LISTE DES TÂCHES ▸
A - Dans l'extrait sur le développement durable de l'Union européenne, qui est désigné comme « gardiennes du marché unique européen » ?
B - Poursuivez, s'il vous plaît, l'extrait sur le développement durable de l'Union européenne à la suite de sa dernière phrase.

EXTRAIT DU DOCUMENT ▸
Le développement durable de l’Union européenne

En troisième lieu : les institutions européennes, que l’on ne peut naturellement pas exclure d’une analyse des représentations du développement durable en Europe. Ces gardiennes du marché unique européen et de la prospérité économique des Etats membres ont également fini par intégrer le développement durable dans leurs textes et directives. Deux remarques peuvent être faites concernant l’interprétation institutionnelle européenne du développement durable.

INFORMATIONS FOURNIES ▸

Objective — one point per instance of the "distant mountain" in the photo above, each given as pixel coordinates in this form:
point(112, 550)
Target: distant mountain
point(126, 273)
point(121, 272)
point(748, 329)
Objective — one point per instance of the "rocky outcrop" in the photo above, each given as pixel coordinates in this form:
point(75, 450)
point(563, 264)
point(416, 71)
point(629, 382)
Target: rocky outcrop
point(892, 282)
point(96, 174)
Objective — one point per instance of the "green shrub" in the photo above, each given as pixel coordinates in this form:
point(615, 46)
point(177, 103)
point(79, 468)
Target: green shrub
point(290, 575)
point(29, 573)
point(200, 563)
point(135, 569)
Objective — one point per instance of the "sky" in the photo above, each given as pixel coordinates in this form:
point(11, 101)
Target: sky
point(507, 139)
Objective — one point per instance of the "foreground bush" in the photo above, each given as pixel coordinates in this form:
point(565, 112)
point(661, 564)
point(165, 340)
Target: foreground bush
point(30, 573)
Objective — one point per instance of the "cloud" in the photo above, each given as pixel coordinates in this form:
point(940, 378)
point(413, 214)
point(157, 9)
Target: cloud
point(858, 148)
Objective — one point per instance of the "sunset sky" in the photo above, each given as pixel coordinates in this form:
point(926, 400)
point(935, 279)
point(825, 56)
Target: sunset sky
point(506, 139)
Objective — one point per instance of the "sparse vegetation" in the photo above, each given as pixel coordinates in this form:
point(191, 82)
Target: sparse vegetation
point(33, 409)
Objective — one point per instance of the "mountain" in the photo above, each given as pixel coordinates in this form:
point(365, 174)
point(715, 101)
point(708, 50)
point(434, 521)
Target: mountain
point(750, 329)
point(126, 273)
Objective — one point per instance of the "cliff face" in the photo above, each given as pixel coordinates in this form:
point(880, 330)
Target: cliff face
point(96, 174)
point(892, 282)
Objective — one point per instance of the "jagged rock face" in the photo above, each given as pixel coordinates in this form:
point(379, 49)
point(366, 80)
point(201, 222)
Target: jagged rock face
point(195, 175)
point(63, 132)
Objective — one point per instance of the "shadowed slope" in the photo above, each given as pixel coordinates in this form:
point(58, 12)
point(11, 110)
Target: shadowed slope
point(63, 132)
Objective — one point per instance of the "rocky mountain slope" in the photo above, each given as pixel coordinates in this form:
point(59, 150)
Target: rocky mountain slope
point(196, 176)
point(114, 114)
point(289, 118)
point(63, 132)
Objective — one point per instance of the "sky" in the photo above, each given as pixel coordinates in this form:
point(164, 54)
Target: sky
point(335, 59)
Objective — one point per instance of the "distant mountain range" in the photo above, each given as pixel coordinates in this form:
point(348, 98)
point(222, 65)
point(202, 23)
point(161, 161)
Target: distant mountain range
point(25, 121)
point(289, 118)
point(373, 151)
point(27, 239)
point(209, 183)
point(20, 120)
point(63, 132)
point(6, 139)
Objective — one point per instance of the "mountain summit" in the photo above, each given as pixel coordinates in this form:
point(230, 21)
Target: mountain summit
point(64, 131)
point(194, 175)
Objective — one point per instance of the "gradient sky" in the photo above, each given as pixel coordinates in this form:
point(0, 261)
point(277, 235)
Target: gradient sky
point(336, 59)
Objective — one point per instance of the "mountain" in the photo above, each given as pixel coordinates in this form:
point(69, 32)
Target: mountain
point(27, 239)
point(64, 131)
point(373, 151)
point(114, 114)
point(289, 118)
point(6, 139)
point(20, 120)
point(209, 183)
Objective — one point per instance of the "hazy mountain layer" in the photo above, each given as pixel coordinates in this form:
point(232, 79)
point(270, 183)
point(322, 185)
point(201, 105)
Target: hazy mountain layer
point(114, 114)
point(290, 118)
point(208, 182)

RÉSULTATS DES TÂCHES ▸
A - Les institutions européennes.

B -
Premièrement, et ce n’est pas surprenant étant donné que le développement durable trouve pour l’instant sa place uniquement dans le domaine du soft law, l’Union européenne s’avère incapable d’adopter une politique de développement durable cohérente, efficace et homogène qui s’appliquerait sur l’ensemble de son territoire. Les Etats membres, réticents à voir leur souveraineté remise en cause, considèrent souvent que la protection de l’environnement relève de leur compétence nationale et veulent éviter toute ingérence européenne en la matière. L’environnement est en effet le domaine le plus sujet aux infractions de non-transposition du droit communautaire.[3]

Deuxièmement, le développement durable préconisé par l’Union européenne reste largement dominé par une vision néolibéraliste du développement, où la croissance économique, la libre-concurrence et le progrès technique sont désignés comme les principaux mécanismes d’une stratégie de durabilité, stratégie dont l’enjeu reste par ailleurs de caractère économique. En effet, dans ses documents et textes officiels, les objectifs sociaux ou environnementaux viennent toujours en complément de l’objectif économique : si l’UE veut par exemple être pionnière dans les technologies d’éco-efficacité, c’est avant tout pour renforcer la compétitivité des entreprises européennes.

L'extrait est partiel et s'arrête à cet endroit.